Let the output be exactly the lines from the one containing "We need bounding boxes for white" through the end of the records below, both included.

:: Data excerpts

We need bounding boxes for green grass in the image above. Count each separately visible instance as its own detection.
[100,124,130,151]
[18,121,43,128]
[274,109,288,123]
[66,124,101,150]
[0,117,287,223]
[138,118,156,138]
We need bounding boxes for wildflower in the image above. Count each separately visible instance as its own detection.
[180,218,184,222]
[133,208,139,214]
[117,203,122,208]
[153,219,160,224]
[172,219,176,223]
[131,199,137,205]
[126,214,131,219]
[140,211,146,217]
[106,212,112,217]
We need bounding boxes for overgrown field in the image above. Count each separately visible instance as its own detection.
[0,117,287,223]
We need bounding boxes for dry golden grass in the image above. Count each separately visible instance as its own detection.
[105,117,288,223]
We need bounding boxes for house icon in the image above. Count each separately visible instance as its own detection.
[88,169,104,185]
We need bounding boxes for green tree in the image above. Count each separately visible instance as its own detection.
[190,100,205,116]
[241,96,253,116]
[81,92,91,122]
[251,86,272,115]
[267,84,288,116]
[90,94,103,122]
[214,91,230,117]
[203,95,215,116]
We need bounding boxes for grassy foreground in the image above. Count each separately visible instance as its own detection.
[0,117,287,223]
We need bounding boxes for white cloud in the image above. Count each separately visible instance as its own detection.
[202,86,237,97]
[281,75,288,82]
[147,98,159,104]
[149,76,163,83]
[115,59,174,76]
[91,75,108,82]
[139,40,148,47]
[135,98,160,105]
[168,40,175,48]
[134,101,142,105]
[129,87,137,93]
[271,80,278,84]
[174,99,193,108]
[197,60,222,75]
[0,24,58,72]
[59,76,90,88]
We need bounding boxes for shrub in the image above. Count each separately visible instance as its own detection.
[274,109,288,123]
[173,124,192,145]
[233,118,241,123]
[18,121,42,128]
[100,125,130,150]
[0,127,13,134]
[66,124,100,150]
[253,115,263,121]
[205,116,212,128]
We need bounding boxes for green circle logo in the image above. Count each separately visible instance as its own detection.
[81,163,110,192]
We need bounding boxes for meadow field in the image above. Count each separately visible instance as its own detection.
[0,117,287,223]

::::

◆ **Final answer**:
We need bounding boxes for white cloud in the image above. Count each separately visible instance as its own detection.
[202,86,237,97]
[281,75,288,82]
[147,98,159,104]
[149,76,163,83]
[115,59,174,76]
[91,75,108,82]
[139,40,148,47]
[135,98,160,105]
[168,40,175,48]
[134,101,142,105]
[129,87,137,93]
[271,80,278,84]
[174,99,193,108]
[197,60,222,75]
[0,24,58,72]
[59,76,90,88]
We need bounding boxes for shrub in the image above. Count each separately visible instance as its own detection.
[274,109,288,123]
[173,124,192,145]
[233,118,241,123]
[18,121,42,128]
[100,125,130,150]
[0,127,13,134]
[66,124,100,150]
[253,115,263,121]
[205,116,212,128]
We need bounding boxes for green circle logo in the image above. Count each separately visible instance as its own detection.
[81,163,110,192]
We need bounding boxes for meadow field in the image above. Count each separately visible instance as its own detection.
[0,117,287,223]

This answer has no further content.